Task objective: Copy out, word for word, the complete passage on the history of the Shankweiler's drive-in that follows.

Page extract:
------------

In 1939, a new model RCA Victor projector was introduced. In 1948, Shankweiler's installed speaker poles and car speakers. Hurricane Diane in 1955 caused severe damage to the screen and projection booth at Shankweiler's, prompting the construction of a new snack bar/projection booth and installation of a new CinemaScope movie screen.

The Shankweiler family continued to run the businesses, selling the restaurant in the mid-1950s. Shankweiler died in 1963 and the drive-in was sold in 1965 to Robert Malkames who had been leasing it for several years prior. Under Malkames' ownership, the theater in 1982 adopted micro-vicinity AM radio broadcasting to deliver movie soundtracks to patrons, though the car speakers remained in place.

Malkames sold Shankweiler's to Paul and Susan Geissinger in 1984. Paul Geissinger had worked at Shankweiler's since 1971, beginning shortly after his high school graduation. In 1986, Shankweiler's became an early adopter of delivering movie sound via FM broadcast stereo; although their website describes them as "the 1st Drive-in to feature audio in FM broadcast Stereo," the Dromana 3 Drive-In in Melbourne, Australia had introduced FM stereo two years earlier in 1984. Later, Shankweiler's sound system was upgraded in 2002, and featured fully digital video projection and sound equipment in 2013. The 2013 conversion to digital cost $120,000 and was necessary to continue showing new releases, which would no longer be distributed in 35 mm.

------------

Exercise data:
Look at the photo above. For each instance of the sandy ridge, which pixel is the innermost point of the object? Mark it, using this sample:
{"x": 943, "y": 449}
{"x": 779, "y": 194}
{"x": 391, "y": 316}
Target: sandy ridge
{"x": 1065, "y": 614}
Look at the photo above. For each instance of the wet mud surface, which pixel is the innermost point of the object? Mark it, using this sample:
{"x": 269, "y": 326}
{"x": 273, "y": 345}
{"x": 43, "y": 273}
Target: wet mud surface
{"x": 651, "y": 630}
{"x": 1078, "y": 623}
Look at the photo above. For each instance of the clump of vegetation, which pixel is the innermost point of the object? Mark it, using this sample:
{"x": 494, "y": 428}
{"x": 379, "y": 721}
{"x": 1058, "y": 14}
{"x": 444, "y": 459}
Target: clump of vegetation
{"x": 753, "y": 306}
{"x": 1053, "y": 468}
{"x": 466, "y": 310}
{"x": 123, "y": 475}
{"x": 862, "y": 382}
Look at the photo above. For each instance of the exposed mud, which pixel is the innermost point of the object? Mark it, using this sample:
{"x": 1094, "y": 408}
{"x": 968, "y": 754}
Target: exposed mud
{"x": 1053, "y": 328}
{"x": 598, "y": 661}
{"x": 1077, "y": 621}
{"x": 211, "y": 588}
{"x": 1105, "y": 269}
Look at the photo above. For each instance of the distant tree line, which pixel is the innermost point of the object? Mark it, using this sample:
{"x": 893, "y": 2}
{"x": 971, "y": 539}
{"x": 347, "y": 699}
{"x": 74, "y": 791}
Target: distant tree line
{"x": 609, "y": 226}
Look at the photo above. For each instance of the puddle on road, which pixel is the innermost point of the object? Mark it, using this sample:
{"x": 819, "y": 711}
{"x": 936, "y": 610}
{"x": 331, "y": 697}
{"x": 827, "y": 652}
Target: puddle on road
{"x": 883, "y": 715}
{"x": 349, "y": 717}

------------

Result for this exercise:
In 1939, a new model RCA Victor projector was introduced. In 1948, Shankweiler's installed speaker poles and car speakers. Hurricane Diane in 1955 caused severe damage to the screen and projection booth at Shankweiler's, prompting the construction of a new snack bar/projection booth and installation of a new CinemaScope movie screen.

The Shankweiler family continued to run the businesses, selling the restaurant in the mid-1950s. Shankweiler died in 1963 and the drive-in was sold in 1965 to Robert Malkames who had been leasing it for several years prior. Under Malkames' ownership, the theater in 1982 adopted micro-vicinity AM radio broadcasting to deliver movie soundtracks to patrons, though the car speakers remained in place.

Malkames sold Shankweiler's to Paul and Susan Geissinger in 1984. Paul Geissinger had worked at Shankweiler's since 1971, beginning shortly after his high school graduation. In 1986, Shankweiler's became an early adopter of delivering movie sound via FM broadcast stereo; although their website describes them as "the 1st Drive-in to feature audio in FM broadcast Stereo," the Dromana 3 Drive-In in Melbourne, Australia had introduced FM stereo two years earlier in 1984. Later, Shankweiler's sound system was upgraded in 2002, and featured fully digital video projection and sound equipment in 2013. The 2013 conversion to digital cost $120,000 and was necessary to continue showing new releases, which would no longer be distributed in 35 mm.